### PASSAGE
------------

New tools to boost the delivery of drugs to cancer tumours
The treatment of cancer tumours is made complex by their microenvironment and the abnormalities of the blood vessels sustaining them. The EU-funded NeoNaNo project has developed methods to improve drug delivery to tumours and improve the efficacy of anticancer therapy.
Drug delivery to tumours is difficult. The blood vessels they depend on are abnormally structured, heterogeneously distributed and relatively poorly perfused, so transporting the drugs is challenging. Once the drugs have been delivered, the dense and hostile tumour microenvironment makes it hard to target them precisely.
The NeoNaNo (Neoadjuvant Nanomedicines for vascular Normalization) project worked to establish whether, by pre-treating tumours with anti-inflammatory nanomedicines, they could improve drug delivery to the areas in which they are most needed. The project evaluated the potential of pre-treating tumours with anti-inflammatory nanomedicines to prime the tumour vasculature for more efficient drug and oxygen delivery, thereby improving the efficacy of subsequently administered chemo- and radiotherapy.
Both pharmacological (liposomal dexamethasone, anti-CCL2 agents, macrophage-modulating proteins) and physical combination treatments (sonoporation) were evaluated as means of enhancing the delivery and efficacy of both standard chemotherapeutic drugs (< 1 nm) and nanomedicine formulations (10-100 nm).
Surmounting the challenge
“The first stage of establishing a more effective treatment for cancer tumours is to get a clear idea of the structure of the tumour,” explained Professor Twan Lammers, the project’s principal investigator. “We then needed to accurately visualise and quantify drug delivery within that structure.”
In the first half of the project, NeoNaNo optimised in vivo and ex vivo contrast-enhanced micro-computed tomography (CT) to improve quantitative 3-D analyses on the vascular network in tumours.
To establish how well the delivered drug was distributed and to see if there was build-up in the tumour, the team also harnessed hybrid computed tomography, fluorescence molecular tomography (CT-FMT). This permitted them to non-invasively and quantitatively assess the biodistribution and target site accumulation of nanomedicine formulations.
Using these visualisation techniques NeoNaNo went on to assess the impact of vascular normalisation on tumour blood vessels, on drug delivery to tumours, and on the therapeutic efficacy of nanomedicine-based combination therapies.
Boosting the efficacy of drug delivery systems
“We found that we were able to lower the collagen content in tumours by using liposomal dexamethasone. This helped with the accumulation and penetration of drugs,” says Prof. Lammers, based at the University of Aachen, Germany.
The project’s research showed drug delivery systems (DDS) also benefited from the inhibition of CCL2-dependent macrophage infiltration, which had the added advantage of attenuating pathological angiogenesis. Finally, by using a combination of ultrasound and microbubbles, the project showed it was possible to open up blood vessels in tumours, and in the brain, enhancing DDS extravasation and penetration.
Translating findings into results
These findings add to the tools that clinicians can draw on to pre-treat tumours to make them more susceptible to the traditional approaches of chemo- and radio-therapies.
Their results showed that pharmacological and physical priming, such as broadly applicable ultrasound protocols to enhance drug delivery to, and into, tumours, can improve tumour-targeted drug delivery. Priming may also help to improve the efficacy of systemic (nano-) chemotherapeutic interventions.
Liposomal dexamethasone is now being evaluated in a first, in-man clinical trial at the Center for Clinical and Translational Research in Aachen for the treatment of multiple myeloma.

------------

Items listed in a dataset
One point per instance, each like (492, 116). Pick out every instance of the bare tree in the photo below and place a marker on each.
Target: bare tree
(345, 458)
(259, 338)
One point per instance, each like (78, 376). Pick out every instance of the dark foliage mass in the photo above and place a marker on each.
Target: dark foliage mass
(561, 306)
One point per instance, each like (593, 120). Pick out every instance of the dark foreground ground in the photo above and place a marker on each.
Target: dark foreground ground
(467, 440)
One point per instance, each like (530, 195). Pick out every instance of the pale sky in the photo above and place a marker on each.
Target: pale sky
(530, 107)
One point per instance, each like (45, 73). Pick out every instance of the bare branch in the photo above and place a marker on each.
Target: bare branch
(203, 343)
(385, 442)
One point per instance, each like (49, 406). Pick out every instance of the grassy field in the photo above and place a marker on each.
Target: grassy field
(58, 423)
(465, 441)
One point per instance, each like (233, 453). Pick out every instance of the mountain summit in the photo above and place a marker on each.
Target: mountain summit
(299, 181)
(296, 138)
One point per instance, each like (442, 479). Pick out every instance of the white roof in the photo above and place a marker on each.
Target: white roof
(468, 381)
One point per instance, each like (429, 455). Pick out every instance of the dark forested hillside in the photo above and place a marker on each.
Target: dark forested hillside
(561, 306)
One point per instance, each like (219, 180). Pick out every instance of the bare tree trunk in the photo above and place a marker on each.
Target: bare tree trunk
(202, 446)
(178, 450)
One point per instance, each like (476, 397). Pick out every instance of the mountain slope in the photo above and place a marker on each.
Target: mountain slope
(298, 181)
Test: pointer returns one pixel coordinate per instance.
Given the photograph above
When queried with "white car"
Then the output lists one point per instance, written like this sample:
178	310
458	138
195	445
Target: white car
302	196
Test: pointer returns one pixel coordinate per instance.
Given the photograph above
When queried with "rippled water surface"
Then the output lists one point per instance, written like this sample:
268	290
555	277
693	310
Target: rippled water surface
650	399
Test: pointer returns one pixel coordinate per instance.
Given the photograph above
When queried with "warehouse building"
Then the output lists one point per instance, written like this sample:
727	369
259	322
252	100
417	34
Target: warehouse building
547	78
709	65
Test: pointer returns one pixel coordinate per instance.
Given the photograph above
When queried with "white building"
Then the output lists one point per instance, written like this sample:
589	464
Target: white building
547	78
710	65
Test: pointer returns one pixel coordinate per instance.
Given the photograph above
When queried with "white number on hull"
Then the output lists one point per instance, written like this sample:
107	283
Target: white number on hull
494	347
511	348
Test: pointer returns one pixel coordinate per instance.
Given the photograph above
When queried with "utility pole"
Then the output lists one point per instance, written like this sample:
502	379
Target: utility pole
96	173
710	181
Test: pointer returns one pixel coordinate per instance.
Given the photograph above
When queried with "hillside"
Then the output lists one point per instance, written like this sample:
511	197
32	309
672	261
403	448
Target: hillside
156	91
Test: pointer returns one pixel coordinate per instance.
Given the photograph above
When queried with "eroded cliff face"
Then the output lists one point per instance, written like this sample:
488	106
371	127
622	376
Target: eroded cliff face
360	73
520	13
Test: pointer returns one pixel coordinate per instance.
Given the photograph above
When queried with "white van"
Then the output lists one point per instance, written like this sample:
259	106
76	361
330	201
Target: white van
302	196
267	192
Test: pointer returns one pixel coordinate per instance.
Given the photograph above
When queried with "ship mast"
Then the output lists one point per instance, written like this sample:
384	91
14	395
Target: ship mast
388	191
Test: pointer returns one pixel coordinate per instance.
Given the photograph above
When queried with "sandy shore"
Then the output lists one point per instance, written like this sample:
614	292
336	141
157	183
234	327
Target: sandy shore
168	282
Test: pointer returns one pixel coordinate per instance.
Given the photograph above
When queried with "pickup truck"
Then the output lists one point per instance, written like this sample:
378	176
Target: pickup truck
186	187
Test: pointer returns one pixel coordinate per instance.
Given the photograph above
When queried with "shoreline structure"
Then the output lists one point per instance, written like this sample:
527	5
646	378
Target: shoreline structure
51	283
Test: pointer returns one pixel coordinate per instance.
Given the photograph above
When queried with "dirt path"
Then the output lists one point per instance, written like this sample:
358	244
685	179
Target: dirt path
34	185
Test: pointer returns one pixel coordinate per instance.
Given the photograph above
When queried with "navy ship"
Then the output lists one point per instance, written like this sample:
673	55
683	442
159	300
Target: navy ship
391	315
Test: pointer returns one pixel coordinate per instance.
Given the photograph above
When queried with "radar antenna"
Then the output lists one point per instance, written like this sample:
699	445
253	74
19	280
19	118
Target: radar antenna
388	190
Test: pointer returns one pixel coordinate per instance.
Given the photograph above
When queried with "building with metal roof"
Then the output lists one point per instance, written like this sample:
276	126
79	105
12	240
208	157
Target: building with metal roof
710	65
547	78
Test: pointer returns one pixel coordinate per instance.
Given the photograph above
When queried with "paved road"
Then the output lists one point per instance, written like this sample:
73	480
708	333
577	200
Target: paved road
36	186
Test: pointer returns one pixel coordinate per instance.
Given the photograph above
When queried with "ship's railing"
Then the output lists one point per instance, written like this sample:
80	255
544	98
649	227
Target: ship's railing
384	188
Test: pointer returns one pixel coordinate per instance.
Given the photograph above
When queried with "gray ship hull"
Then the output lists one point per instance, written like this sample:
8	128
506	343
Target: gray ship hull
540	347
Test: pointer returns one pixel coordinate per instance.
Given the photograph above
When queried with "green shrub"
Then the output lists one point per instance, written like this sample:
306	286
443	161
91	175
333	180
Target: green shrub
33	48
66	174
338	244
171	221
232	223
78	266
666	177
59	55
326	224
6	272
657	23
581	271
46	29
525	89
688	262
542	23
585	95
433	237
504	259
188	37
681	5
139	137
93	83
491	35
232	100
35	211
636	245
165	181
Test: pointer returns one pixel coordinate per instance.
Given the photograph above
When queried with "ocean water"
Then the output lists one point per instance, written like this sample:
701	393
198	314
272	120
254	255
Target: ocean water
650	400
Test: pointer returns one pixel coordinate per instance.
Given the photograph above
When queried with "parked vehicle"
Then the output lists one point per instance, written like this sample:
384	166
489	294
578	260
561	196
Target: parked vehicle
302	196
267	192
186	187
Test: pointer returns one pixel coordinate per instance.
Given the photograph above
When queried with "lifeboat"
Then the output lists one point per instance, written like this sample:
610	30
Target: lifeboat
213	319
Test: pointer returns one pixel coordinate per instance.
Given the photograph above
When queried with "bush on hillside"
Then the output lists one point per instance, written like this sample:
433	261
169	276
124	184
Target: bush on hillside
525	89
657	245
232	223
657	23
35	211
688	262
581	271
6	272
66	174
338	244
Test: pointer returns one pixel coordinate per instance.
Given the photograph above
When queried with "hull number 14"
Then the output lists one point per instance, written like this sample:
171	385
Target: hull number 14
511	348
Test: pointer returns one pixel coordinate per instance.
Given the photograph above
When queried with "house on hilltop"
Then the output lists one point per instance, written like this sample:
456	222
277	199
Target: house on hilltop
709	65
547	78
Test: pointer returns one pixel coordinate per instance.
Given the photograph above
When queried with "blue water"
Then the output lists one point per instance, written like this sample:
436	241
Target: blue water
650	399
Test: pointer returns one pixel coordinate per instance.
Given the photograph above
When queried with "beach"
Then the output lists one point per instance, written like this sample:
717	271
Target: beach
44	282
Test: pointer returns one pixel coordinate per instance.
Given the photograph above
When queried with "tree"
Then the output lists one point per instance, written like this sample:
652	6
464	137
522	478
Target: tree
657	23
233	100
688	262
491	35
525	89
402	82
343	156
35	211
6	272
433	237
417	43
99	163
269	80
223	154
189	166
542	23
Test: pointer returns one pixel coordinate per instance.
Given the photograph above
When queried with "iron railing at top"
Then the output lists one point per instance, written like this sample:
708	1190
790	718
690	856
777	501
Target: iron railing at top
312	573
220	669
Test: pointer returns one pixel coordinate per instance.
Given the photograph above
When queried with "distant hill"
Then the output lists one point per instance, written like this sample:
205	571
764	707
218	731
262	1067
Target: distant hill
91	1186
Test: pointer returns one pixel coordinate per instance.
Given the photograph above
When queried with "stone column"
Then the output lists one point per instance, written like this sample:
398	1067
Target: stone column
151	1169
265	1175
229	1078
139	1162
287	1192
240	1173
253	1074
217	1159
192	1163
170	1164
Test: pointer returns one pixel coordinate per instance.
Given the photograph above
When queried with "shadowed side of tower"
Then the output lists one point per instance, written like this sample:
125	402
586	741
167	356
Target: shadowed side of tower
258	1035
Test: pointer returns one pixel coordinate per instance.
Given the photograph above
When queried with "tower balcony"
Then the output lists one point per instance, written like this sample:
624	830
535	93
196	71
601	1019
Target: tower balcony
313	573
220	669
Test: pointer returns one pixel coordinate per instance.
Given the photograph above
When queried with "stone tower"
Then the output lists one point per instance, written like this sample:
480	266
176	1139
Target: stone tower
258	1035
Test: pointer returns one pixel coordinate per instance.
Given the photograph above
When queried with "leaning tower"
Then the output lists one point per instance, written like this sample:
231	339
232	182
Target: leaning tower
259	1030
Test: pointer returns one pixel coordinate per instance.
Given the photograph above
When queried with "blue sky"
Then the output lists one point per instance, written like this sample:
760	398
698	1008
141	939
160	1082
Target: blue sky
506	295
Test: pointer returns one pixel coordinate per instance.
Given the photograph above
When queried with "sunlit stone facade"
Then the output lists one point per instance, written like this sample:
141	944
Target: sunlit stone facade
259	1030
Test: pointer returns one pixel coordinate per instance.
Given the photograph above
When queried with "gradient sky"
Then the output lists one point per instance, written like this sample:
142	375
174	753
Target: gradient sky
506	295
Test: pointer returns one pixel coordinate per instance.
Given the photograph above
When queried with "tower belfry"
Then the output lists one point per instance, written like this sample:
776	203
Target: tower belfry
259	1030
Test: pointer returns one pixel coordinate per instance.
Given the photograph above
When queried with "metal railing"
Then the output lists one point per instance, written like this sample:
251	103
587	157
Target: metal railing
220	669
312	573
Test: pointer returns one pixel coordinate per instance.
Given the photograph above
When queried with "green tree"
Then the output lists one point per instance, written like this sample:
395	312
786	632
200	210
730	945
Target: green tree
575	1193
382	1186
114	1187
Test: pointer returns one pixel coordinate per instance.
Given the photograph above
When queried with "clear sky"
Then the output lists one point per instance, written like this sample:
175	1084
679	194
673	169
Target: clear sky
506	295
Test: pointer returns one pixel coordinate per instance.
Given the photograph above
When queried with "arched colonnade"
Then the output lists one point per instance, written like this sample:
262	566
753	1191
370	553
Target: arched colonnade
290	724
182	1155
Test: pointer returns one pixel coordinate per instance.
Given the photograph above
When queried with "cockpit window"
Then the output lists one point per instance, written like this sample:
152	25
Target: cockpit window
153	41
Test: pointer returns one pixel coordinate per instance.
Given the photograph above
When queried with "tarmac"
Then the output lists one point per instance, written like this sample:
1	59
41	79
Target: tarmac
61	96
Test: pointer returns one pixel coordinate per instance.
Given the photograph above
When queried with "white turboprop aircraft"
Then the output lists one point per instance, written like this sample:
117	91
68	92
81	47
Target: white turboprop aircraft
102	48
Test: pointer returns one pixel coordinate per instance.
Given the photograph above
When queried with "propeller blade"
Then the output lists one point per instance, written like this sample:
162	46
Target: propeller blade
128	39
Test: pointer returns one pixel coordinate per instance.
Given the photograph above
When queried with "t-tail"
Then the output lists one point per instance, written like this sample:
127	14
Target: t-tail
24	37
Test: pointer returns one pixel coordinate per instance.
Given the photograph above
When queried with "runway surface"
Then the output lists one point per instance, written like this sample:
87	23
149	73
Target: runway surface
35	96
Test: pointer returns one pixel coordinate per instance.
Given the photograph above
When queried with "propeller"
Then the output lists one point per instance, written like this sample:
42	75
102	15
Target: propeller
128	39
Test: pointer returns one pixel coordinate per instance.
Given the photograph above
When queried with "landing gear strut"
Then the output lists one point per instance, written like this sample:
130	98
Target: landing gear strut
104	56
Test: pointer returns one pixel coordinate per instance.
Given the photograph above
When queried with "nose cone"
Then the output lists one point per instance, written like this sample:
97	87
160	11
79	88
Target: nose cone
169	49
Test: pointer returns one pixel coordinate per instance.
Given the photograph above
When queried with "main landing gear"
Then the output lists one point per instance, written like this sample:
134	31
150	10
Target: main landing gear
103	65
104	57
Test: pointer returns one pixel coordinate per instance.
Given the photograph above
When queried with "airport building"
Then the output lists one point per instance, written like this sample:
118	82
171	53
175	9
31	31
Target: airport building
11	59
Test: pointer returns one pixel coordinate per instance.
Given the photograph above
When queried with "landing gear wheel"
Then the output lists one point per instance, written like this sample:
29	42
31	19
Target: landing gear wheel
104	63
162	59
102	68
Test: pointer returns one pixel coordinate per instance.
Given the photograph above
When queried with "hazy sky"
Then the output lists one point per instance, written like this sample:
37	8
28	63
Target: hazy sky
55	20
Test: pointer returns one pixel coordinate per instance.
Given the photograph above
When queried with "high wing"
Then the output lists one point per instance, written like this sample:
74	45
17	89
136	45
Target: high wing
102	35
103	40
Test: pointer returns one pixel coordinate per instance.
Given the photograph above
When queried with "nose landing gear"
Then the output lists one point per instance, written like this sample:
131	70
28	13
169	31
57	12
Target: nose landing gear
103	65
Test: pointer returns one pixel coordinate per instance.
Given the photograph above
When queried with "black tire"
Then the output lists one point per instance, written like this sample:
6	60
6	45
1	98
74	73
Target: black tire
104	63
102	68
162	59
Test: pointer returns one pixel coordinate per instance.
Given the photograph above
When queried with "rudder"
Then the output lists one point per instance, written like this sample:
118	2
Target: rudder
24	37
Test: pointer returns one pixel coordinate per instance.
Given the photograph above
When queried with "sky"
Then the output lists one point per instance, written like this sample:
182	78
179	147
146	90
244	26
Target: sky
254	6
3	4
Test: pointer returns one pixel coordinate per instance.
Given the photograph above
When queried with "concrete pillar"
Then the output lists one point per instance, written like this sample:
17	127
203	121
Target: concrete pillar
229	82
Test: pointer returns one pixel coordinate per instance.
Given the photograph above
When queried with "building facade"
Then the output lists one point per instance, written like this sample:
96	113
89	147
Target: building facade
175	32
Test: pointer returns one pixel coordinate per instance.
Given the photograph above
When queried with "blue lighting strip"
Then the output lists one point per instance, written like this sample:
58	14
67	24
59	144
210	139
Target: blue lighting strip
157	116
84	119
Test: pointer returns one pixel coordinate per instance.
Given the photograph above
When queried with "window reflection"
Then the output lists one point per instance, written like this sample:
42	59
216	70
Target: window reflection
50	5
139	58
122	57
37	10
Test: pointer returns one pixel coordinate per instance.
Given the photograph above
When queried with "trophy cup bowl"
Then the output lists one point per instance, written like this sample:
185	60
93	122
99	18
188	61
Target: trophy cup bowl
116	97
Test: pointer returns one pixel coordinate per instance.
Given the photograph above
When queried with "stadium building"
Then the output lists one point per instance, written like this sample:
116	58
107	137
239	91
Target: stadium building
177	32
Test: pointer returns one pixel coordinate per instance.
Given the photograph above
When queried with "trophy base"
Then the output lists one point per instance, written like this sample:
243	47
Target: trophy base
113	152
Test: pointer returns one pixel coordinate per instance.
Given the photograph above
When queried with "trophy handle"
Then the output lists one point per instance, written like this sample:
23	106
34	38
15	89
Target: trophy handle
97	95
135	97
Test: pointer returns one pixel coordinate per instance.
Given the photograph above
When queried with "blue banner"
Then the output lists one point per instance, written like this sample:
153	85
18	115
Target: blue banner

------------

### ASSIGNMENT 1
Answer these questions using the article on cancer drug delivery.
(a) At which university is Professor Twan Lammers based?
(b) What did the project lower in tumors by using liposomal dexamethasone?
(c) What size range is given for the nanomedicine formulations?
### ASSIGNMENT 2
Rewrite the paragraph of the article on cancer drug delivery that begins "The project’s research showed" as a bulleted list that keeps its main facts.

### RESPONSE 1
(a) The University of Aachen, Germany.
(b) The collagen content.
(c) 10-100 nm.

### RESPONSE 2
- Drug delivery systems (DDS) benefited from inhibiting CCL2-dependent macrophage infiltration.
- That inhibition also attenuated pathological angiogenesis.
- Combining ultrasound and microbubbles opened up blood vessels in tumors and in the brain.
- This enhanced DDS extravasation and penetration.